KUTIPAN PILIHAN ->
Sebaiknya, Pemerintah Indonesia menjaga dan melindungi industri minyak sawit dan produk turunannya secara holistik

Jakarta (ANTARA) - Serikat Petani Kelapa Sawit (SPKS) mengharapkan Pemerintah Indonesia menurunkan besaran Pajak Ekspor dan Pungutan Ekspor sawit hingga nol persen menyusul penerapan kebijakan pajak impor ke Amerika Serikat yang diumumkan Presiden Donald Trump.

Menurut Ketua Umum SPKS Sabarudin, kenaikan pajak impor di negara tujuan ekspor sawit akan berdampak terhadap turunnya harga jual hasil panen petani sawit.

Oleh karena itu, lanjutnya, SPKS mendorong pemerintah menurunkan besaran Pajak Ekspor (Bea Keluar/BK) dan Pungutan Ekspor (PE) CPO serta produk turunannya menjadi nol persen sebab besaran BK dan PE berakibat merosotnya daya saing industri minyak sawit dan produk turunannya asal Indonesia di pasar global secara keseluruhan.

"Sebaiknya, Pemerintah Indonesia menjaga dan melindungi industri minyak sawit dan produk turunannya secara holistik, sehingga tetap memiliki daya saing kuat sebagai primadona pasar minyak nabati dunia”, kata Sabarudin dalam keterangannya di Jakarta, Rabu.

Dikatakannya, keberadaan BK dan PE akan semakin memperberat kondisi ekonomi perkebunan kelapa sawit milik petani, karena kian mendapat distorsi berat akibat terdampak pajak impor 32 persen yang diterapkan Presiden AS Donald Trump.

Kondisi perdagangan pasar dunia, lanjutnya, menurut beberapa pakar ekonomi, juga akan ada gelombang badai ekonomi global akibat penerapan tarif dagang tinggi yang dilakukan Presiden Trump secara sepihak.

"Perdagangan global akan menimbulkan badai ekonomi baru, sebagai reaksi dari pemberlakuan tarif dagang Amerika Serikat yang tinggi hingga 32 persen. Kondisi perdagangan dunia bakal mendapat berbagai distorsi baru akibat dampak samping yang ditimbulkan,", ujar Sabarudin.

DATA YANG DIBERIKAN ->
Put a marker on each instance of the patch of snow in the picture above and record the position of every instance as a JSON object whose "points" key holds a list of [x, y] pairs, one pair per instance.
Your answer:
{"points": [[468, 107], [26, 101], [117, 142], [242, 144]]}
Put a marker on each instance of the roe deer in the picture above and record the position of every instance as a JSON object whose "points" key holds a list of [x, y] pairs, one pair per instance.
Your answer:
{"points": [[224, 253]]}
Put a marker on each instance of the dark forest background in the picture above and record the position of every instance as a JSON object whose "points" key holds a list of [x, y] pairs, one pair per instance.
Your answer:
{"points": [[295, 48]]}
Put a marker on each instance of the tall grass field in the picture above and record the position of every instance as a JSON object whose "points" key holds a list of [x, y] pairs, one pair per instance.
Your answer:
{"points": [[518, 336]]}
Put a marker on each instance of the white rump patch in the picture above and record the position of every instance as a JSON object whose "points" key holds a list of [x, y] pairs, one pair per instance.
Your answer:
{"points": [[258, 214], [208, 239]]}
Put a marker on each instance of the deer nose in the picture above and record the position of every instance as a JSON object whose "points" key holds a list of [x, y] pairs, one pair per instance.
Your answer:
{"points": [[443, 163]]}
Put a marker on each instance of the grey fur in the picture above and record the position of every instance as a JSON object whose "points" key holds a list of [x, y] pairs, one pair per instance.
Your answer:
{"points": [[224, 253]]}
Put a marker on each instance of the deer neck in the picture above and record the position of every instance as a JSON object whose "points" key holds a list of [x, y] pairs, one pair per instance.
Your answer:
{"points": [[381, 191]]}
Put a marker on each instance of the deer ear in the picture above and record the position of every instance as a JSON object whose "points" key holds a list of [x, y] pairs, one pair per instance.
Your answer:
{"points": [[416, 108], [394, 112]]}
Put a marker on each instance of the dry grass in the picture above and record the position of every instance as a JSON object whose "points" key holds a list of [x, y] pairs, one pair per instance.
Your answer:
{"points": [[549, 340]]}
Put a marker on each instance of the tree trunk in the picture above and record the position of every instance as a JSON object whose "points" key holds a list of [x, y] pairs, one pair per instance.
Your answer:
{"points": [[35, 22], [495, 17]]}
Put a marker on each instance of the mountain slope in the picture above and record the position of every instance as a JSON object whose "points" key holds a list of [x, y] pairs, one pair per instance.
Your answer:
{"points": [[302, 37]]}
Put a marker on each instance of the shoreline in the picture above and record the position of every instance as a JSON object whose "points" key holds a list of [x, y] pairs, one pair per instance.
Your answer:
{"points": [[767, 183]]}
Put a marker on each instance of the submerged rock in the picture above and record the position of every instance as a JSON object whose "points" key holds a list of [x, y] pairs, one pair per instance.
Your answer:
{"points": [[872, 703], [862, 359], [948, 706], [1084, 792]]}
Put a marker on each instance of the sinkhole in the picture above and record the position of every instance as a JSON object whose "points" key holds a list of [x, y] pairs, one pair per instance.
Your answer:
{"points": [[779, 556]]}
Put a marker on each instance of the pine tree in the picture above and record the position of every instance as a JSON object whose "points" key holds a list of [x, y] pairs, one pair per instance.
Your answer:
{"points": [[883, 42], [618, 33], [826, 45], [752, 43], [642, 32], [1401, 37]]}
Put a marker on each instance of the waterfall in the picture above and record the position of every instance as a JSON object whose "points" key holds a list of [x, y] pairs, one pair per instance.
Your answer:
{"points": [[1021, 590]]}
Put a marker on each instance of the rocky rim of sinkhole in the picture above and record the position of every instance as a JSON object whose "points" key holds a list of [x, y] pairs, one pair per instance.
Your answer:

KETENTUAN LATIHAN ->
A. Dalam berita tentang sawit, berapa besar pajak impor yang diterapkan Presiden AS Donald Trump?
B. Tuliskan setiap singkatan yang kepanjangannya dijelaskan dalam berita tentang sawit, beserta kepanjangannya.
C. Teruskan berita tentang sawit mulai dari sesudah kalimat terakhirnya.
Baris-baris di atas tidak ada kaitannya dengan latihan ini.

KUNCI JAWABAN ->
A. 32 persen.

B.
SPKS: Serikat Petani Kelapa Sawit
BK: Bea Keluar (Pajak Ekspor)
PE: Pungutan Ekspor

C.
Akibatnya, tambahnya, dampak langsung akan dirasakan petani kelapa sawit di Indonesia, karena hasil panen berupa Tandan Buah Segar (TBS) sawit akan pula terdampak harga jualnya, sebab berdasarkan hukum ekonomi pasar, setiap beban baru yang dikenakan, akan terus terdistribusi hingga mata rantai yang paling lemah.

"Posisi paling lemah sepanjang mata rantai produksi minyak sawit secara umum berada di pihak petani kelapa sawit," katanya.

SPKS memperkirakan adanya keputusan tarif dagang Presiden Donald Trump akan mendistorsi permintaan CPO dan produk turunan sehingga akan menurunkan harga jual TBS hasil panen petani berkisar 2 hingga 3 persen atau sekitar Rp60 – Rp100 per kg TBS.

Dampak anjloknya harga jual TBS petani, menurut dia, tentu akan terbantu dengan diturunkannya BK dan PE hingga nol persen, sehingga harga jual TBS hasil panen petani akan stabil.

Oleh sebab itu, SPKS meminta kepada pemerintahan Presiden Prabowo, untuk menurunkan BK dan PE terhadap CPO dan produk turunannya menjadi 0 persen sambil terus memperhatikan gejolak ekonomi yang akan timbul akibat penerapan tarif dagang baru AS.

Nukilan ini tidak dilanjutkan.